→ **Written problem**
Can you render all the lines below as a numbered list, leaving out any blank lines?

____

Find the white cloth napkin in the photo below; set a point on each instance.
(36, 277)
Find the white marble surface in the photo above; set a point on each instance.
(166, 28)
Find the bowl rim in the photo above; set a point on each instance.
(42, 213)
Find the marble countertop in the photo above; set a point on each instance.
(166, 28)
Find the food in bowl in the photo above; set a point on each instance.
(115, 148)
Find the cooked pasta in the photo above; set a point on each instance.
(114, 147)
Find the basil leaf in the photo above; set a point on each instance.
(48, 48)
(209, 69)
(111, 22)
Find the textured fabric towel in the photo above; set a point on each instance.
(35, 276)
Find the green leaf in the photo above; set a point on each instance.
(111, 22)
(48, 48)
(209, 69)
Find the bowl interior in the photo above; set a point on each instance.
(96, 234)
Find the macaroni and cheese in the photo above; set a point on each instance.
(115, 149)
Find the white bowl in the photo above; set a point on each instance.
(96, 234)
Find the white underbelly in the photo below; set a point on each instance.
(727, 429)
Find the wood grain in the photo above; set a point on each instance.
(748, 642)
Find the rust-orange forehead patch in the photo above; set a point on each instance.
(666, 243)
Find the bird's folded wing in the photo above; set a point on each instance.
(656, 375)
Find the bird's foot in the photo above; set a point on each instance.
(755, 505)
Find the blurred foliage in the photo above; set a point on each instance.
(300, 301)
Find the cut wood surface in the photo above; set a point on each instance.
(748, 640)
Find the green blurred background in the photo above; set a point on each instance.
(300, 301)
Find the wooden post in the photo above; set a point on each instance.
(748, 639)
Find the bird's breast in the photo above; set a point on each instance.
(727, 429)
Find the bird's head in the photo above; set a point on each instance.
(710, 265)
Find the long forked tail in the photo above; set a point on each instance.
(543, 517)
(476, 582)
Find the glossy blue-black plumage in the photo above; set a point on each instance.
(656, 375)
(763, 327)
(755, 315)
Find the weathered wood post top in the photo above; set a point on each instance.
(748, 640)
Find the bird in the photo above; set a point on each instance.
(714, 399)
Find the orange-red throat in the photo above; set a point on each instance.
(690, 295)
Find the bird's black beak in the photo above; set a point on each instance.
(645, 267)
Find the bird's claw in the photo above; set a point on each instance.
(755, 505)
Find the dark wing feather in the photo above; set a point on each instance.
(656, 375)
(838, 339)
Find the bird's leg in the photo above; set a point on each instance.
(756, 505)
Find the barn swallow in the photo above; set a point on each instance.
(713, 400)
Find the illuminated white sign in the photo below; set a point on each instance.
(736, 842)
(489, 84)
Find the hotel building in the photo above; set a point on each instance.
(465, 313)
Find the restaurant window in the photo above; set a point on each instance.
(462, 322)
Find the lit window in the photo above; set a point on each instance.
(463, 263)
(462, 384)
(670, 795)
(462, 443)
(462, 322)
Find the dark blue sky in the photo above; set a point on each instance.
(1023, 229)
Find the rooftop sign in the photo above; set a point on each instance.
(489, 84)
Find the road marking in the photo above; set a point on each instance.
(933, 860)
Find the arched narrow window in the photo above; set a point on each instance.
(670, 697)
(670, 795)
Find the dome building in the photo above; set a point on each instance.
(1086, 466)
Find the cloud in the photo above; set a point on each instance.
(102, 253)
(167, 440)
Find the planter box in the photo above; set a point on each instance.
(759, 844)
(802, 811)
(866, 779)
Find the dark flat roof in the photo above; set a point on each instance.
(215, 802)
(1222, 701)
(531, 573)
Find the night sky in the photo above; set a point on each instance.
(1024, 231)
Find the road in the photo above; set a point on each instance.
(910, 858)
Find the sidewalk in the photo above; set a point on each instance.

____

→ **Result of the task**
1. Find the white cloth napkin in the photo below; set a point on each instance.
2. (36, 277)
3. Find the white marble surface in the photo above; set a point on each instance.
4. (166, 28)
5. Find the bowl rim in the photo above; set a point on each instance.
6. (42, 213)
7. Find the marble countertop in the photo above; set a point on each instance.
8. (166, 28)
9. Find the food in bowl in the photo above; set a point on each instance.
10. (115, 148)
11. Find the cooked pasta in the photo above; set a point on each instance.
12. (114, 147)
13. Find the basil leaf in the photo above; set a point on each instance.
14. (48, 48)
15. (209, 69)
16. (111, 22)
17. Find the textured fabric towel in the photo above; set a point on each instance.
18. (35, 276)
19. Find the green leaf in the photo above; set a point on each instance.
20. (111, 22)
21. (48, 48)
22. (209, 69)
23. Find the bowl interior in the photo above; set a point on each instance.
24. (96, 234)
25. Find the macaroni and cheese in the photo above; set a point on each instance.
26. (115, 149)
27. Find the white bowl in the photo above; set a point on each instance.
28. (96, 234)
29. Find the white underbelly in the photo below; set a point on each instance.
30. (727, 429)
31. Find the wood grain in the photo above; set a point on each instance.
32. (748, 642)
33. Find the rust-orange forehead patch in the photo above; set a point on each instance.
34. (666, 243)
35. Find the bird's folded wing in the photo above; set a point on each instance.
36. (656, 375)
37. Find the bird's foot in the photo above; set a point on each instance.
38. (755, 505)
39. Find the blurred foliage in the photo above; set a point on each instance.
40. (300, 301)
41. Find the cut wood surface in the photo above; set a point on each instance.
42. (748, 640)
43. Find the green blurred background in the photo above; set a point on each instance.
44. (300, 301)
45. Find the wooden post in the photo above; set a point on each instance.
46. (748, 639)
47. Find the bird's breast in the photo above; set a point on each instance.
48. (727, 429)
49. Find the bird's head in the photo above; set a point on each instance.
50. (710, 265)
51. Find the long forked tail in the photo above; set a point on each instance.
52. (543, 517)
53. (476, 582)
54. Find the glossy blue-black plumage in the photo above; set a point on each instance.
55. (656, 375)
56. (763, 327)
57. (755, 315)
58. Find the weathered wood post top in the photo above; set a point on each instance.
59. (748, 640)
60. Find the bird in the photo above; set a point on each instance.
61. (714, 399)
62. Find the orange-red throat in the photo above; set a point on each instance.
63. (690, 295)
64. Find the bird's black beak in the photo above; set a point on each instance.
65. (645, 267)
66. Find the bird's claw in the photo above; set a point on each instance.
67. (755, 505)
68. Find the dark wing feather in the photo above; set a point on each instance.
69. (656, 375)
70. (838, 339)
71. Find the bird's leg in the photo above; set a point on each instance.
72. (756, 505)
73. Find the barn swallow in the photo above; set a point on each instance.
74. (713, 400)
75. Find the illuminated white sign in the photo below; set a point on each instance.
76. (736, 842)
77. (489, 84)
78. Find the hotel building in the photo above; set a point on each instance.
79. (465, 313)
80. Find the restaurant window in the photo above; set a point on each instance.
81. (462, 322)
82. Find the lit window in the photo above; set a point on each instance.
83. (463, 263)
84. (462, 384)
85. (670, 795)
86. (462, 443)
87. (462, 322)
88. Find the dark blue sky in the photo above; set a point on each instance.
89. (1023, 229)
90. Find the rooftop sign in the photo above; set a point on each instance.
91. (489, 84)
92. Find the road marking in the photo above; set a point on each instance.
93. (933, 860)
94. Find the arched narrow window in the photo above; set a point on each instance.
95. (670, 697)
96. (670, 795)
97. Find the dome building in the photo above; set a point on each instance.
98. (1086, 466)
99. Find the cloud in the photo above; set a point on each instance.
100. (102, 253)
101. (167, 440)
102. Find the planter box in the photo above; set a point on each instance.
103. (759, 844)
104. (802, 811)
105. (866, 779)
106. Find the dark flat roof in the photo above; set a point on each instance.
107. (215, 802)
108. (1222, 701)
109. (531, 573)
110. Find the night sky in the photo above; set a point on each instance.
111. (1024, 231)
112. Find the road in the photo above; set a point on each instance.
113. (910, 858)
114. Find the sidewalk in the photo above; set a point on each instance.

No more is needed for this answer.